Begin
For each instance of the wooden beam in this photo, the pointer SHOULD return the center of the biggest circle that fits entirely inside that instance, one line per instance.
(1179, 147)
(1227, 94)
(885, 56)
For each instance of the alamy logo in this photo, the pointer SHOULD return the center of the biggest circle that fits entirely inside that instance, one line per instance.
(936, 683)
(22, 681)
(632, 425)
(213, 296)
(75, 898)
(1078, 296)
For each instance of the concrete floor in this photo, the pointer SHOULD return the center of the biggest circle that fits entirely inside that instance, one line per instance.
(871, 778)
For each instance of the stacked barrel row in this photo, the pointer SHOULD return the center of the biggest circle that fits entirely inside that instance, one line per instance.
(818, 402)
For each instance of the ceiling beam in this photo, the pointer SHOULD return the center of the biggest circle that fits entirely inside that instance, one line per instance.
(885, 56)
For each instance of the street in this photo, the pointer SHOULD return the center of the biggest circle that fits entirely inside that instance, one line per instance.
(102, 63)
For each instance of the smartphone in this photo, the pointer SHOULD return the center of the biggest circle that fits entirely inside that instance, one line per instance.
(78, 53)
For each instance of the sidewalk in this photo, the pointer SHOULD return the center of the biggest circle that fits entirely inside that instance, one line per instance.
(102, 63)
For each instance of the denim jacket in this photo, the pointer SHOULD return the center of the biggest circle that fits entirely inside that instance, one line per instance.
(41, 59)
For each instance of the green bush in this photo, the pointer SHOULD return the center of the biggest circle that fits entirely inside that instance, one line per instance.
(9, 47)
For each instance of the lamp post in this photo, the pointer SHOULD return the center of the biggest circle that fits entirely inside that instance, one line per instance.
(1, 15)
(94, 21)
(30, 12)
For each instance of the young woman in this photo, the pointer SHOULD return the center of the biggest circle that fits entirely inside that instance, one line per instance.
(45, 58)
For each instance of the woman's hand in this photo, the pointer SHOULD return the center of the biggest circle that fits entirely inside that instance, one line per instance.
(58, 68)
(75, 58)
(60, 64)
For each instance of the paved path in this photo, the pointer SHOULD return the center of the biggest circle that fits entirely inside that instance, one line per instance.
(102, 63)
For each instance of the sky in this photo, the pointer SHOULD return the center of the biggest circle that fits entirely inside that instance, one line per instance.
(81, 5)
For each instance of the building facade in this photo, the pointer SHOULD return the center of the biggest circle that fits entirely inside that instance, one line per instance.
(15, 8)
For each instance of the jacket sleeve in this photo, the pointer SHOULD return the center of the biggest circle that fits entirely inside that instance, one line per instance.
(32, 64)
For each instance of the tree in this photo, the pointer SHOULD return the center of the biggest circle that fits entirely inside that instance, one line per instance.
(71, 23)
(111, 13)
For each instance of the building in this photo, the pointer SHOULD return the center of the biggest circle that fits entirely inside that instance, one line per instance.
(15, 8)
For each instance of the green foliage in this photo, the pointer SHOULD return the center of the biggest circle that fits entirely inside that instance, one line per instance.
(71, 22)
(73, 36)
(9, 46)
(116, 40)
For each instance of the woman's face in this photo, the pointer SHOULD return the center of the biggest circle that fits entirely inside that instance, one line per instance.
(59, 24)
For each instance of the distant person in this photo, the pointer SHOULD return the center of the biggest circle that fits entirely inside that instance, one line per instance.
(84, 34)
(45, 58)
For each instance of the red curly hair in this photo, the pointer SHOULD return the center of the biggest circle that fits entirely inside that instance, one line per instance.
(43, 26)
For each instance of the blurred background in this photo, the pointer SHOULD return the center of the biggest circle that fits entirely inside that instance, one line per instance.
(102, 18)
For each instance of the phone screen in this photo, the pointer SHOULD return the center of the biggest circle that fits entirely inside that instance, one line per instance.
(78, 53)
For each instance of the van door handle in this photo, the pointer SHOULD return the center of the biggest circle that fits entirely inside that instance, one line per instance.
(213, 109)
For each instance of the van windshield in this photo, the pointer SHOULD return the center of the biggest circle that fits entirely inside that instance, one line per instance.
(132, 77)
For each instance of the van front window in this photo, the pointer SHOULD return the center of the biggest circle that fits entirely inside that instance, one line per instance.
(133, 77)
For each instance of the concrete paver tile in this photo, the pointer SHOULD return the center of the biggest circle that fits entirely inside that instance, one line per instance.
End
• [What is being asked]: Lay out all of the lines above as a numbered list, one line per item, and omit any blank lines.

• [Task result]:
1. For each instance of the wooden beam in this photo, the pointer SHOULD return the center of the biggest circle that fits entirely inside that instance, one line per instance.
2. (1179, 147)
3. (1227, 94)
4. (885, 56)
5. For each instance of the alamy logo in this photo, the pointer SHOULD return the center of the biggest circle that fits entirely inside that instance, one line per instance.
6. (936, 683)
7. (22, 681)
8. (632, 425)
9. (213, 296)
10. (75, 898)
11. (1078, 296)
12. For each instance of the concrete floor in this photo, the pointer SHOULD return the center of the biggest circle that fits entirely inside that instance, one line per instance.
13. (871, 778)
14. For each instance of the stacked barrel row in this photo, the pointer SHOULD return the center of the biggest circle that fits entirely inside that instance, one line per instance.
15. (818, 402)
16. For each instance of the ceiling beam in this photo, the pointer SHOULD return the center of the biggest circle that fits entirely inside that instance, one line per instance.
17. (885, 56)
18. For each instance of the street in this photo, the pointer SHOULD return the center of the biggest circle that fits entirely inside that instance, one line per instance.
19. (102, 63)
20. For each instance of the smartphone in this photo, the pointer SHOULD return the center of the biggest circle that fits entirely inside that instance, one line per instance.
21. (78, 53)
22. For each instance of the sidewalk in this photo, the pointer SHOULD return the center of the biggest circle that fits entirely inside that instance, one line per instance.
23. (102, 63)
24. For each instance of the denim jacket in this photo, the pointer SHOULD return the center of the biggest circle that fits entirely inside that instance, one line per instance.
25. (41, 59)
26. For each instance of the green bush in this photo, the pointer SHOULD return the center of the biggest circle that fits entirely inside that instance, one line per instance.
27. (9, 47)
28. For each instance of the lamp post in this photo, the pointer SHOULD return the center of the biggest circle that fits entirely inside that instance, one line per instance.
29. (1, 15)
30. (94, 21)
31. (30, 12)
32. For each instance of the young woman in this photo, the pointer SHOULD return the center of the biggest circle that fits entirely inside that instance, one line per instance.
33. (45, 58)
34. For each instance of the woman's hand in this photo, the pointer SHOULD return the center of the biggest circle that fits entirely inside that instance, one line per instance.
35. (58, 68)
36. (75, 58)
37. (60, 64)
38. For each instance of the paved path in this photo, the pointer SHOULD return the center of the biggest circle that fits entirely inside that instance, one line per instance.
39. (102, 63)
40. For each instance of the sky in this photo, the pointer SHOULD return the center of the biggest circle that fits entirely inside that instance, one line per instance.
41. (81, 5)
42. For each instance of the building facade in this photo, the pointer SHOULD return the center of the biggest circle that fits entirely inside that instance, one line per instance.
43. (15, 8)
44. For each instance of the jacket sleeve in this photo, the pointer SHOULD return the center of the biggest circle that fits entirely inside that instance, one line per instance.
45. (32, 64)
46. For each instance of the tree in this photo, the pointer SHOULD return the center of the biggest circle that fits entirely inside that instance, one line per instance.
47. (71, 23)
48. (111, 13)
49. For each instance of the building in this photo, the pointer SHOULD return the center of the biggest circle that fits entirely inside that instance, one line per instance.
50. (15, 8)
51. For each instance of the green foliage in this photo, the pointer SHOULD return the center of the biggest circle that fits entirely inside that instance, one line per instance.
52. (71, 22)
53. (73, 36)
54. (9, 46)
55. (116, 40)
56. For each instance of the woman's face in this photo, the pointer SHOULD return the center of the biggest circle that fits entirely inside that instance, one line per instance.
57. (59, 24)
58. For each instance of the distant person in this photo, the pointer SHOULD return the center of the biggest circle that fits entirely inside that instance, one line per instance.
59. (84, 34)
60. (45, 58)
61. For each instance of the red curly hair in this photo, the pointer SHOULD return the center of the biggest circle that fits entirely inside that instance, one line per instance.
62. (43, 26)
63. For each instance of the blurred background in this photo, the pointer SHOULD return the center of the biggest circle that fits entirely inside that instance, one line per instance.
64. (102, 18)
65. For each instance of the phone screen in this photo, the pointer SHOULD return the center of the biggest circle that fits entirely inside that instance, one line per instance.
66. (78, 53)
67. For each instance of the van door handle in this photo, the pointer SHOULD return the center of the biggest circle that fits entirely inside that instance, one line per instance.
68. (213, 109)
69. For each instance of the van windshield in this photo, the pointer SHOULD return the center of the biggest circle that fits entirely inside that instance, one line per instance.
70. (132, 77)
71. For each instance of the van front window in this photo, the pointer SHOULD return the center of the biggest circle that fits entirely inside that instance, one line per instance.
72. (133, 77)
73. For each instance of the concrete paver tile in this photo, the pointer SHOULD return the center of the biggest circle that fits entirely inside that instance, one line per instance.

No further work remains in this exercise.